• WHAT NEEDS TO BE DONE: All records below are to be repeated precisely, with nothing added.

>>

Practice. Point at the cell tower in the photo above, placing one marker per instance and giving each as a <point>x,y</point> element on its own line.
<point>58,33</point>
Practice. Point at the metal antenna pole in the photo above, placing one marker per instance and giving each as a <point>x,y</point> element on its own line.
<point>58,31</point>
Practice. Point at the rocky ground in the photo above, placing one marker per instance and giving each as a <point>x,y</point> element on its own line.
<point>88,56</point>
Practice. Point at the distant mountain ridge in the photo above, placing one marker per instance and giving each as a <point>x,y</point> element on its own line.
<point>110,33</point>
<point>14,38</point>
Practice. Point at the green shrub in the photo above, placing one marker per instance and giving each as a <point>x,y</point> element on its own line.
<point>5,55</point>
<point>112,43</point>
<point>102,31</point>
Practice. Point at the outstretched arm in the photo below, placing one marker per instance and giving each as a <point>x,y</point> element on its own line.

<<

• RESULT FOR THIS TASK:
Practice. Point at the cell tower in the photo above, placing one marker per instance and giving each as a <point>x,y</point> element on its own line.
<point>58,33</point>
Practice. Point at the metal antenna pole in the photo above, placing one marker per instance and giving each as a <point>x,y</point> element on its own line.
<point>58,31</point>
Practice. Point at the rocky ground in the photo above, placing one marker per instance and giving each as a <point>x,y</point> element on its own line.
<point>88,56</point>
Practice. Point at the distant mountain ridge in the photo above, placing one marker per instance and giving each as a <point>x,y</point> element on its own line.
<point>110,33</point>
<point>14,38</point>
Practice. Point at the green shrub in the photo above, placing one marker per instance and giving each as a <point>x,y</point> element on its own line.
<point>5,55</point>
<point>112,43</point>
<point>102,31</point>
Practice. Point at the outstretched arm in the photo below, placing one marker per instance and giving each as a <point>x,y</point> element on its own line.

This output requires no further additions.